→ **WORK TO BE COMPLETED**:
Can you reproduce, word for word, the lines below from the first one through the line containing "left=111, top=205, right=284, bottom=262", leaving the pictures out of your answer?

→ **Records from a data collection**:

·····

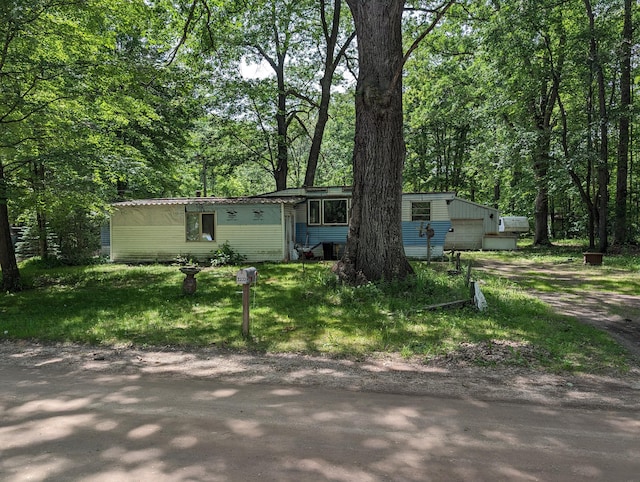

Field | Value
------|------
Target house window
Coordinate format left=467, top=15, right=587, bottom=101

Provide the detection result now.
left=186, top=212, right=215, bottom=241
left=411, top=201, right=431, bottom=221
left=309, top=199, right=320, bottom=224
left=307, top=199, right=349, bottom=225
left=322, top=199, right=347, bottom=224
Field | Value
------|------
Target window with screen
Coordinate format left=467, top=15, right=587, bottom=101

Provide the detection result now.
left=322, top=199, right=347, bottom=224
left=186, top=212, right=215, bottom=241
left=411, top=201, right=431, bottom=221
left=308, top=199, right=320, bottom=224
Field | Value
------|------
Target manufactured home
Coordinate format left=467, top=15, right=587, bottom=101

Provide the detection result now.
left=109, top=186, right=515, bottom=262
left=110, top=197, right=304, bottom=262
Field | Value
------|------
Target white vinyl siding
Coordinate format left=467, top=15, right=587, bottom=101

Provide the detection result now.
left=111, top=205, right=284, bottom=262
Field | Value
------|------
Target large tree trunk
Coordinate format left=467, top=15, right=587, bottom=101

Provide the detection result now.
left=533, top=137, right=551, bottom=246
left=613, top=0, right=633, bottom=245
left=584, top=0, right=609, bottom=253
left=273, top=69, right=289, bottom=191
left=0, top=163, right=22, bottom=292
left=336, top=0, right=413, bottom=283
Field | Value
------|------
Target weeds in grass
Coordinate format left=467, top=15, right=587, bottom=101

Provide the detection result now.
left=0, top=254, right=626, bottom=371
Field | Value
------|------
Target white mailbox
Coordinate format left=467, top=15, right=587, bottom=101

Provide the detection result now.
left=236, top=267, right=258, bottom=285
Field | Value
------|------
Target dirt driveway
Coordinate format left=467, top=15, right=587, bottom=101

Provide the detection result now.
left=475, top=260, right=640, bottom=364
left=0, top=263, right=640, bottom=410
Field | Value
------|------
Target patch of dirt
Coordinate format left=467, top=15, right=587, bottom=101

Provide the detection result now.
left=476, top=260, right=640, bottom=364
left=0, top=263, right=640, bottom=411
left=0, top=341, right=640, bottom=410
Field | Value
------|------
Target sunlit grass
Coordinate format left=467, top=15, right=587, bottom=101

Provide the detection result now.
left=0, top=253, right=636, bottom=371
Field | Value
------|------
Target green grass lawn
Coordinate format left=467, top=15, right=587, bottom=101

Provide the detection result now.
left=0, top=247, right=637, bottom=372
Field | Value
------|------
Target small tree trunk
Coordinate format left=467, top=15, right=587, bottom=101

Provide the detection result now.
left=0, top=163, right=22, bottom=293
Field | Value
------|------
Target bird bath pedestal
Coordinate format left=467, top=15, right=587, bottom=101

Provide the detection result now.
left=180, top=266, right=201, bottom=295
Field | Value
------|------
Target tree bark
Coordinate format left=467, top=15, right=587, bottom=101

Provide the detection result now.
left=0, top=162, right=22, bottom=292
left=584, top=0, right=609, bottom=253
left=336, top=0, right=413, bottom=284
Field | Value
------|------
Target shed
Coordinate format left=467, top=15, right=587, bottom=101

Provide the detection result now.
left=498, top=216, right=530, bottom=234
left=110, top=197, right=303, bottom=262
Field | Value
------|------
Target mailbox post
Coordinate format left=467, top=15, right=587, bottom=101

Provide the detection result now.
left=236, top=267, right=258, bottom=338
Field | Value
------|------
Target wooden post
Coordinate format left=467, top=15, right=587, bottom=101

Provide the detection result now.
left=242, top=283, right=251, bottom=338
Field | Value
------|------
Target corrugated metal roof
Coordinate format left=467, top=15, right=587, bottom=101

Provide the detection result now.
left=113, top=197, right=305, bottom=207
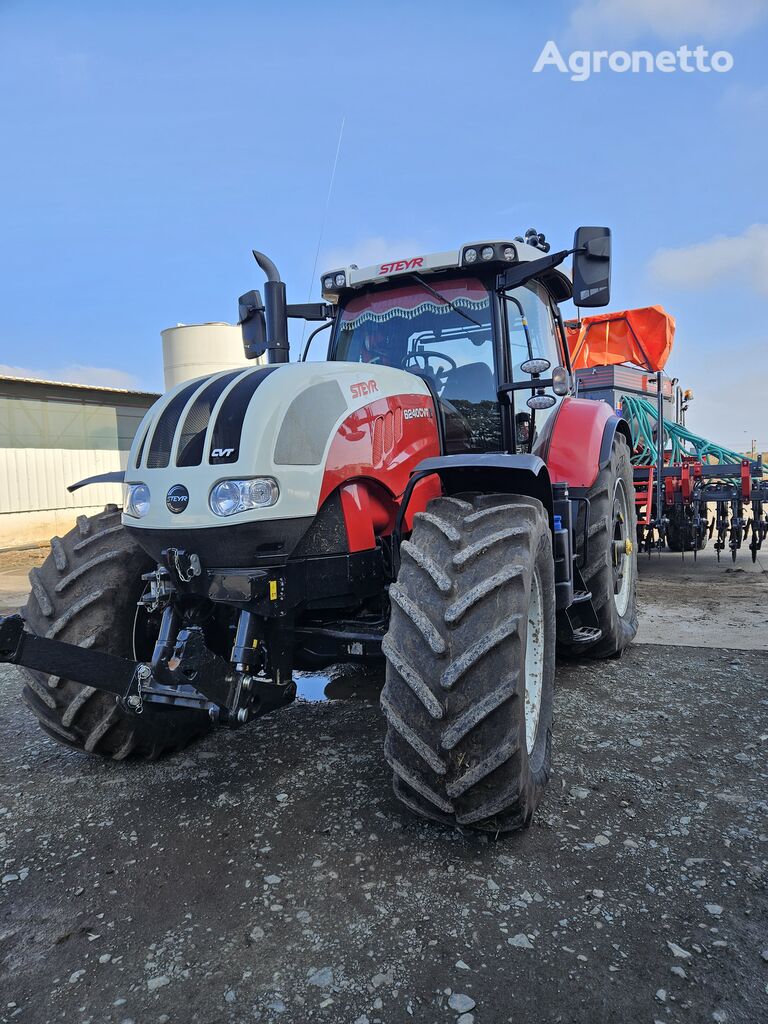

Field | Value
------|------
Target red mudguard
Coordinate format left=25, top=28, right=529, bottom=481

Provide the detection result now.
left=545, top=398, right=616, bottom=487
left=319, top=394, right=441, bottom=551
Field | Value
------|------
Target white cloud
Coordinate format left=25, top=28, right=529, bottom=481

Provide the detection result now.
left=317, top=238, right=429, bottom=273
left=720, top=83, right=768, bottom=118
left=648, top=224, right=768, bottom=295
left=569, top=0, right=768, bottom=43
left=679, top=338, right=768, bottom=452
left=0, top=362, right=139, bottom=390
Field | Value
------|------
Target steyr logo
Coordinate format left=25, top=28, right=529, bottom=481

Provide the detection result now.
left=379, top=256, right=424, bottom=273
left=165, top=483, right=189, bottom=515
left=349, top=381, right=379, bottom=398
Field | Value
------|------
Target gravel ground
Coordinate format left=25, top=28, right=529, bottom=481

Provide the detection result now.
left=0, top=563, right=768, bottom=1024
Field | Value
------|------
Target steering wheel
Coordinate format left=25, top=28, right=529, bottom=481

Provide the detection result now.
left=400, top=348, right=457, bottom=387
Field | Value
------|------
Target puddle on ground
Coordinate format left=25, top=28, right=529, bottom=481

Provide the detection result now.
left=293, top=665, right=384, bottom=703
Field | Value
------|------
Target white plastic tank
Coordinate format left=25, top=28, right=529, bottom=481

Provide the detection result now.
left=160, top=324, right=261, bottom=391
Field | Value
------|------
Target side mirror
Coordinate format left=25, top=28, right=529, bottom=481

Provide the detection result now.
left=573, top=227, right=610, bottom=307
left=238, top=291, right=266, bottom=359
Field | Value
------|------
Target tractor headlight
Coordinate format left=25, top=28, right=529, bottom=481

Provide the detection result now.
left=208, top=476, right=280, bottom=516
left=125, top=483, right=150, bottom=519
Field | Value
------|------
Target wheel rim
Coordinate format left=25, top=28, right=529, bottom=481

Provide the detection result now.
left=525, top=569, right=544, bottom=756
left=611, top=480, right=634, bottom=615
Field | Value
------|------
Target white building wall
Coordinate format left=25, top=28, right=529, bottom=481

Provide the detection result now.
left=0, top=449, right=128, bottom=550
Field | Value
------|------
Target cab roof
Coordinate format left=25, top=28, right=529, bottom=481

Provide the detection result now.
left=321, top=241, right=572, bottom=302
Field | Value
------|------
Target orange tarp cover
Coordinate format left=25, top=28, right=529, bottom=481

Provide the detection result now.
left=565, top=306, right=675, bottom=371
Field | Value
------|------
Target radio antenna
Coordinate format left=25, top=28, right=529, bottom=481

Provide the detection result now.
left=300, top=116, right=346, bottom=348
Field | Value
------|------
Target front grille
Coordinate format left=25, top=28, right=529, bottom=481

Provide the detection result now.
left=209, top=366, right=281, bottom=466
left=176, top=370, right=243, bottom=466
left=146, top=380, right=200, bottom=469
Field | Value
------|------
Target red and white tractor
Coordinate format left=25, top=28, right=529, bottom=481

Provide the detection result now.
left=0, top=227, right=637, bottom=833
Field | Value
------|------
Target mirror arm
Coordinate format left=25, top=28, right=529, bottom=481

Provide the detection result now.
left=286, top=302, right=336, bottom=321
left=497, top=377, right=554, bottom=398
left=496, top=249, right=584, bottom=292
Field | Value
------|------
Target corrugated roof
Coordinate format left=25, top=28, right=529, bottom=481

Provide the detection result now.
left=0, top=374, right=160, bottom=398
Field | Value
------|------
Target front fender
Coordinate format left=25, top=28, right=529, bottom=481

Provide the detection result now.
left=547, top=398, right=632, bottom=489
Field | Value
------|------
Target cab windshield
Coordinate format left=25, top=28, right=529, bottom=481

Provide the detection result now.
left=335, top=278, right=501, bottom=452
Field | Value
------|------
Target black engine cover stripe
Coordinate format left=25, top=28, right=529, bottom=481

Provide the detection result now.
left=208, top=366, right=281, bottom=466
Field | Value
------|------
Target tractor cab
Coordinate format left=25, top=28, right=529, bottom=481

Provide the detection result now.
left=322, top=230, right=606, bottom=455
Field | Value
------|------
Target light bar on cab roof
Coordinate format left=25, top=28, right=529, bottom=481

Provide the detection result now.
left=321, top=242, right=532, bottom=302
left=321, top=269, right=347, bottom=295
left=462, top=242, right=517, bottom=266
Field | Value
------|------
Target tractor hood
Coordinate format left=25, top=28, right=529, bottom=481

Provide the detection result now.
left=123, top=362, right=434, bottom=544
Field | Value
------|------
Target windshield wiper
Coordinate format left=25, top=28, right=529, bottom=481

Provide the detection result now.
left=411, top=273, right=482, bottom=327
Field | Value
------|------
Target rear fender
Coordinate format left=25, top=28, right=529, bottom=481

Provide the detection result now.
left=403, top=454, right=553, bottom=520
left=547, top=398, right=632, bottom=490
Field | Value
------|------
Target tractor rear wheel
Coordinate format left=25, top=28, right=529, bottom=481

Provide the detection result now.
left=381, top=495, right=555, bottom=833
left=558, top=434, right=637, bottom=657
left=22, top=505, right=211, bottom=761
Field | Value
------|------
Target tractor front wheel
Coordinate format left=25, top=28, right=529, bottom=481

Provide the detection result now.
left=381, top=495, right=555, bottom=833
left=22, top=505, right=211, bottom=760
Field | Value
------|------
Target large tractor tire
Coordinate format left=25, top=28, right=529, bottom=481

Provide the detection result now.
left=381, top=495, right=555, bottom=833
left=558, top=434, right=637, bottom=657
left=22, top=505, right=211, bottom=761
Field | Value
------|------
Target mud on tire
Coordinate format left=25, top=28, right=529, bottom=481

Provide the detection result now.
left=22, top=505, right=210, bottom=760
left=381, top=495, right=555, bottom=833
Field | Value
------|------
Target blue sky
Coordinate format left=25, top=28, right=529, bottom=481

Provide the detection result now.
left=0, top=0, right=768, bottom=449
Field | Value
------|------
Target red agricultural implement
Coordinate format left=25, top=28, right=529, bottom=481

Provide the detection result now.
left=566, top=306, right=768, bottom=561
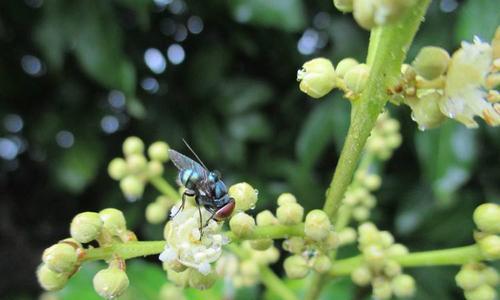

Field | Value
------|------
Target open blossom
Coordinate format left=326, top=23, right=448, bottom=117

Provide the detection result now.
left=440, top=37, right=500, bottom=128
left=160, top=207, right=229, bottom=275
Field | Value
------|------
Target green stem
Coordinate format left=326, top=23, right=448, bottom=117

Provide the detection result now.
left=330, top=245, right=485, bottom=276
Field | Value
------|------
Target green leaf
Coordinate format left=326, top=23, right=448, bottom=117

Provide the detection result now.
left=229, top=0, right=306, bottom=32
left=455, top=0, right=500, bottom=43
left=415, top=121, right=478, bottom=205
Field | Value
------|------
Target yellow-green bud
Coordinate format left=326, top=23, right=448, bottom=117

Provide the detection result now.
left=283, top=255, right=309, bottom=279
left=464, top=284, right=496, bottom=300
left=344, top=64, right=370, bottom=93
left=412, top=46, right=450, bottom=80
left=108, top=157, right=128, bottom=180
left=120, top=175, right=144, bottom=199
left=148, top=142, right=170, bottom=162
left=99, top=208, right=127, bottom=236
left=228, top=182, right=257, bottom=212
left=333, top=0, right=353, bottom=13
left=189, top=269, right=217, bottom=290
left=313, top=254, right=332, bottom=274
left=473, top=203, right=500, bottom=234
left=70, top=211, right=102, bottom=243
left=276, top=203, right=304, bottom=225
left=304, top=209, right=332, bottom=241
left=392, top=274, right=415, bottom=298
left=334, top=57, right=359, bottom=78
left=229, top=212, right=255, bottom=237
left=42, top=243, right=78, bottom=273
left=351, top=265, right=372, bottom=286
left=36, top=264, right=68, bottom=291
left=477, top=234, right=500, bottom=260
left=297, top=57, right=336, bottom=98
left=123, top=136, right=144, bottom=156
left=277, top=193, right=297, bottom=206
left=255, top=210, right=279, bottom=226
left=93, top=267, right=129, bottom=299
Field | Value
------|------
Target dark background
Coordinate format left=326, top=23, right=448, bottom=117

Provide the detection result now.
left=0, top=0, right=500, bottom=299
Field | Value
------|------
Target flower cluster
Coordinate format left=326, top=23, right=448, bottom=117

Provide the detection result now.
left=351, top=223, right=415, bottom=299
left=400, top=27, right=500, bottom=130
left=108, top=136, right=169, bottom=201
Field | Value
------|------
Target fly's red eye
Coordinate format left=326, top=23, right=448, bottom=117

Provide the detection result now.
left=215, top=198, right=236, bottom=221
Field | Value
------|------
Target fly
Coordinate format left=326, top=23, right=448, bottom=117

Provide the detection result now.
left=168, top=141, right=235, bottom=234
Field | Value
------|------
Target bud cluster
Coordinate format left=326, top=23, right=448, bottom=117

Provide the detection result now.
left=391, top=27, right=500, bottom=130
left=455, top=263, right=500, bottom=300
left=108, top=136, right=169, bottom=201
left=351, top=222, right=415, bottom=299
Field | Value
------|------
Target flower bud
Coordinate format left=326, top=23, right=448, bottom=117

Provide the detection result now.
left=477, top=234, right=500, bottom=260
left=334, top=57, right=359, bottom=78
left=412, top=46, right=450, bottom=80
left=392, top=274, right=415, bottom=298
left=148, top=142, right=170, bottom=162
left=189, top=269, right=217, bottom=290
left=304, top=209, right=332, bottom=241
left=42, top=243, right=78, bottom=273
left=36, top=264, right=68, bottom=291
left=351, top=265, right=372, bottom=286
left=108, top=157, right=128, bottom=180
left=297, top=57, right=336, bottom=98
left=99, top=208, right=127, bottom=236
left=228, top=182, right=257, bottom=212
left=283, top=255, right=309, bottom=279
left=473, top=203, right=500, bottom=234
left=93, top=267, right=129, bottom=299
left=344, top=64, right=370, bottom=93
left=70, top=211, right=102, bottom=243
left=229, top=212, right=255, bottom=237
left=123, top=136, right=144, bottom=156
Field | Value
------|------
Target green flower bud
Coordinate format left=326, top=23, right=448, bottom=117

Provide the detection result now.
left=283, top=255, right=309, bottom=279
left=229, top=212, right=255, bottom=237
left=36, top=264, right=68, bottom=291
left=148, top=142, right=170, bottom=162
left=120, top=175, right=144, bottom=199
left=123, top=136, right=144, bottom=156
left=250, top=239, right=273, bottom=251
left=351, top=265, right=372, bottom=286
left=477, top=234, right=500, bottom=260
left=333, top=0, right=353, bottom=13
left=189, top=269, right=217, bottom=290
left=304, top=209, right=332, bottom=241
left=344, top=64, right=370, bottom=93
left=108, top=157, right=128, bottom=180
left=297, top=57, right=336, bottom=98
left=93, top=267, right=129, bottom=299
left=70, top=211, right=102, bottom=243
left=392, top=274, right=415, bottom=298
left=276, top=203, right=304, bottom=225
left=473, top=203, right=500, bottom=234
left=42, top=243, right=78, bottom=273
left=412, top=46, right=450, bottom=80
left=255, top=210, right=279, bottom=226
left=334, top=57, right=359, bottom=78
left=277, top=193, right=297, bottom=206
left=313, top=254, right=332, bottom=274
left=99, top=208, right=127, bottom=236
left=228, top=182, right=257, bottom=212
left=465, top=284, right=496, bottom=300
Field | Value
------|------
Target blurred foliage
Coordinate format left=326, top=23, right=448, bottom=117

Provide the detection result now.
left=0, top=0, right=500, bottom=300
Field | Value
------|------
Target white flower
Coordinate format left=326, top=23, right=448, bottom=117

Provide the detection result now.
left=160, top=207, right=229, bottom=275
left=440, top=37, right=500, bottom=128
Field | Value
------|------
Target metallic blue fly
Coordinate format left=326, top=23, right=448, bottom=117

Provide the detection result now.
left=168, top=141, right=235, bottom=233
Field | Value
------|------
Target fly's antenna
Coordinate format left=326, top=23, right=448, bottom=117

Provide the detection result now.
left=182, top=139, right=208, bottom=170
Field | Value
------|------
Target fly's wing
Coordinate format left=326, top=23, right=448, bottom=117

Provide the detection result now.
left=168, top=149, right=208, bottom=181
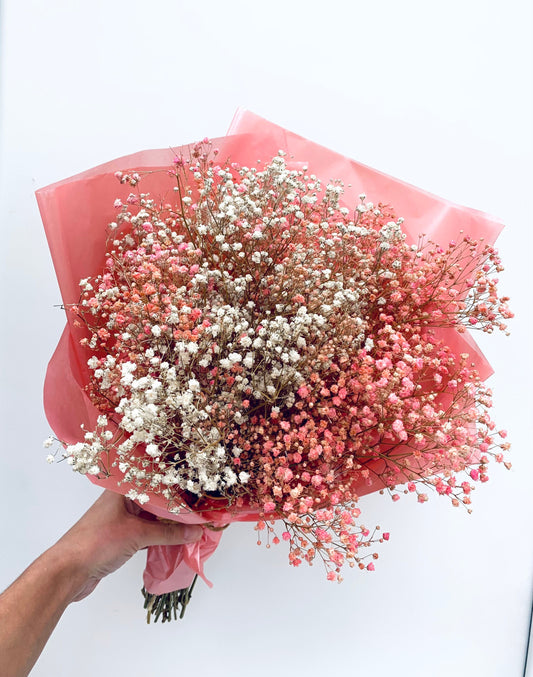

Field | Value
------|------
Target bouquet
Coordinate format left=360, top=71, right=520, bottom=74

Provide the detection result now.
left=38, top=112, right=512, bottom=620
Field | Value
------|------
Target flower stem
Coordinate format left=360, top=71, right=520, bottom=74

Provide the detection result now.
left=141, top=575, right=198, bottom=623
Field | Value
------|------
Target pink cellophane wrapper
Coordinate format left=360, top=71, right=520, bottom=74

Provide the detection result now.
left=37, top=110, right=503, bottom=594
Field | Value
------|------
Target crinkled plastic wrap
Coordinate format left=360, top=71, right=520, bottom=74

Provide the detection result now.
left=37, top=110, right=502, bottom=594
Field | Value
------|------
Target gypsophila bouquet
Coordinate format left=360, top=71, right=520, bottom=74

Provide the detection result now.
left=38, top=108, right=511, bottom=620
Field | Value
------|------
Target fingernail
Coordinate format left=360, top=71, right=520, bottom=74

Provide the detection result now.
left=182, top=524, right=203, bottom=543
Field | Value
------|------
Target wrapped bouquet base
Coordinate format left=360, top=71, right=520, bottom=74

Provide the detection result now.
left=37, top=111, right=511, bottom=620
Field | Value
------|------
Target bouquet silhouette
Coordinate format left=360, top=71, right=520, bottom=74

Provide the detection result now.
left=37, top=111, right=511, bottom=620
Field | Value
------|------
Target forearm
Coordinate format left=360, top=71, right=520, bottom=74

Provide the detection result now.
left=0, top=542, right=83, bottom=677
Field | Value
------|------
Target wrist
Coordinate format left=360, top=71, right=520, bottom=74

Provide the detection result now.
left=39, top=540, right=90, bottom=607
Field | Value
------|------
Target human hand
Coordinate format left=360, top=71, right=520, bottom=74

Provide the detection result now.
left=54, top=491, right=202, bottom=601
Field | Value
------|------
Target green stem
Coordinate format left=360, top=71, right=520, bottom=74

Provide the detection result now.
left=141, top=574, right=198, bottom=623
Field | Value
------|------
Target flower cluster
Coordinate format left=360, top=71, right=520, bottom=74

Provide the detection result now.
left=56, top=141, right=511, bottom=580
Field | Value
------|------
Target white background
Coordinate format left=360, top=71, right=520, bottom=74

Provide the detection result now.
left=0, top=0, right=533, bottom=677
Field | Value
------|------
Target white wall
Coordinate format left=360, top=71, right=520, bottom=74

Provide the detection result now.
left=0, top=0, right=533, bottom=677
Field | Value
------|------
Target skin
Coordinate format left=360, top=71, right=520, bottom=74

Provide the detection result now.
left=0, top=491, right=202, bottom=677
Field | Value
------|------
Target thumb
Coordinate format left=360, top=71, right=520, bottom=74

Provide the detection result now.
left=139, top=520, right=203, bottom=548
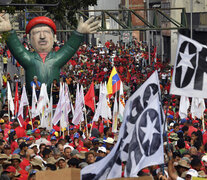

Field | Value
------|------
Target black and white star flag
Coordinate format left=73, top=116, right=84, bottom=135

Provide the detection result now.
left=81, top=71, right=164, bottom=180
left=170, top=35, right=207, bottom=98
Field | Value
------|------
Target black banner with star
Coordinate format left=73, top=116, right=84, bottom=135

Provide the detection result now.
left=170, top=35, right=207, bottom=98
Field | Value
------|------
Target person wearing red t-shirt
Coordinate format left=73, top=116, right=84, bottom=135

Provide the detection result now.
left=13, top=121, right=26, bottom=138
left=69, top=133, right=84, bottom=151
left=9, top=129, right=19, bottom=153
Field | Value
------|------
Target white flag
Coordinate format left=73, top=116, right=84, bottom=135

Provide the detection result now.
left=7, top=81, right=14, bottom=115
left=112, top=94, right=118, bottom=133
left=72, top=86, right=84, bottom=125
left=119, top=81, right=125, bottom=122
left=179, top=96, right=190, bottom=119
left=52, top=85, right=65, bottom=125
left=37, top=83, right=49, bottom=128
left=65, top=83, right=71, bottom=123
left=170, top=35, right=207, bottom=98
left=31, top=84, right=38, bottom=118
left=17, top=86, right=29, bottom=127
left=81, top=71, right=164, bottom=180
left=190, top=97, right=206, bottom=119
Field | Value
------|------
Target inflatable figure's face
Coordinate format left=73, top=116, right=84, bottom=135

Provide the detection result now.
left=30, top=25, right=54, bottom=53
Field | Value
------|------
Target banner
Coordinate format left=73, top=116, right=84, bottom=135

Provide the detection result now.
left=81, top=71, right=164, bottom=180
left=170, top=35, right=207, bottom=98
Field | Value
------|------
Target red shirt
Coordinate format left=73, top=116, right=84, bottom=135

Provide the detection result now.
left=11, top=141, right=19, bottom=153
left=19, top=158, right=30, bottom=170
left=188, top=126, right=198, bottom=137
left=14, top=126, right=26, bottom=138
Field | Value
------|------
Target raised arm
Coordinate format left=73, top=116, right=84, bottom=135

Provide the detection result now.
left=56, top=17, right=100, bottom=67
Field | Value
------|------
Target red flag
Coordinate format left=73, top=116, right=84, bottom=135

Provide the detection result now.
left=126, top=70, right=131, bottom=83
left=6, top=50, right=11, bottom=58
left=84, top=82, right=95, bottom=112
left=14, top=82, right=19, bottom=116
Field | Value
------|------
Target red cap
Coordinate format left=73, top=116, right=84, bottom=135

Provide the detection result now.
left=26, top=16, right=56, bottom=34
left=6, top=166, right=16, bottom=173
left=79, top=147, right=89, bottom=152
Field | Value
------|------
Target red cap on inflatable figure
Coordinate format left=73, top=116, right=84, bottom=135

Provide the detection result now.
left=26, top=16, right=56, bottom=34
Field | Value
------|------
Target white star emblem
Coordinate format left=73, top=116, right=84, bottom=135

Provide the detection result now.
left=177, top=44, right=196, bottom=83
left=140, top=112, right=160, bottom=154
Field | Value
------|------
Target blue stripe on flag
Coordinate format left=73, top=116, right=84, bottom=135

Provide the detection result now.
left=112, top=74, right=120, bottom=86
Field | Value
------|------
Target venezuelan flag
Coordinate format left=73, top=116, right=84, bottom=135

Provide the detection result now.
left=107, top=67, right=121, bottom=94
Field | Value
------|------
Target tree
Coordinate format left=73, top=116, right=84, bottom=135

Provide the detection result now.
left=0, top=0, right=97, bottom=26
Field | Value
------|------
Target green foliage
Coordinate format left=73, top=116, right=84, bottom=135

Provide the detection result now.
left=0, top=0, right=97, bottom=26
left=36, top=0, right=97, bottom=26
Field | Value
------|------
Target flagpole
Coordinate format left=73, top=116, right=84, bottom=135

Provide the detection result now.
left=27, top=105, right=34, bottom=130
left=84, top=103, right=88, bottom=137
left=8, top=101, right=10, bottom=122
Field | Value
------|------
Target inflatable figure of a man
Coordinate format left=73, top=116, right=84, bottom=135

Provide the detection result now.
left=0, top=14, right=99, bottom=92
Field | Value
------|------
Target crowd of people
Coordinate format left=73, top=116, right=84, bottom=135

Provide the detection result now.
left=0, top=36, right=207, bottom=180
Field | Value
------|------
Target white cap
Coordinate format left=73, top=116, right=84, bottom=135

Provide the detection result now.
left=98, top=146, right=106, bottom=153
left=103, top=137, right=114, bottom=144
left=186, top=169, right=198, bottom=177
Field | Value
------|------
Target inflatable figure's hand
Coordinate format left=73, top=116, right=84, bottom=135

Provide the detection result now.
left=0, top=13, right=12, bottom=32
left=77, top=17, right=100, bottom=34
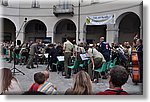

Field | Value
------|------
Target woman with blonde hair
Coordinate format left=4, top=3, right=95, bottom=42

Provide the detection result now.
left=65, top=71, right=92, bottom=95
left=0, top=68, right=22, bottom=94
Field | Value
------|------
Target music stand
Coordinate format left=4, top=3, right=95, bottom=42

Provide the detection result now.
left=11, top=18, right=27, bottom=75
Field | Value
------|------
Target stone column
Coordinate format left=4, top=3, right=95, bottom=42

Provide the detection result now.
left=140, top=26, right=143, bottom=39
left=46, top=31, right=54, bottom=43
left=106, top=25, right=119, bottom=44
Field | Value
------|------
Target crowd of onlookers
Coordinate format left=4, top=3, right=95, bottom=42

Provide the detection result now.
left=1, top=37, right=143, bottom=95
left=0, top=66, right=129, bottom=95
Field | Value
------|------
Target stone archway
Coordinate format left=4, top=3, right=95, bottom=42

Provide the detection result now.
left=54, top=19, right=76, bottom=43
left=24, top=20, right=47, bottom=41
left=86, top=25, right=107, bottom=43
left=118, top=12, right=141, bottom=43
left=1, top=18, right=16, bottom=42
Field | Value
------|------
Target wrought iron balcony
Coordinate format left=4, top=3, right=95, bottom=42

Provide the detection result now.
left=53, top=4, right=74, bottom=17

·····

→ **EXERCISE SOLUTION**:
Field | Value
------|------
Target house window
Coordinate format left=467, top=15, right=587, bottom=101

Provide the detection result now.
left=186, top=212, right=215, bottom=241
left=411, top=201, right=431, bottom=221
left=309, top=199, right=320, bottom=224
left=307, top=199, right=349, bottom=225
left=322, top=199, right=347, bottom=224
Field | Value
------|------
Target window with screen
Coordinate format left=467, top=15, right=587, bottom=101

Provide the detection result now.
left=322, top=199, right=347, bottom=224
left=186, top=212, right=215, bottom=241
left=411, top=201, right=431, bottom=221
left=308, top=199, right=320, bottom=224
Field | Value
------|------
Target manufactured home
Coordinate format left=467, top=15, right=587, bottom=101

Provide the detection result now.
left=109, top=186, right=515, bottom=262
left=110, top=197, right=304, bottom=262
Field | Value
------|------
Target white vinyl siding
Coordinate format left=467, top=15, right=587, bottom=101

Provide the detection result now.
left=111, top=205, right=284, bottom=262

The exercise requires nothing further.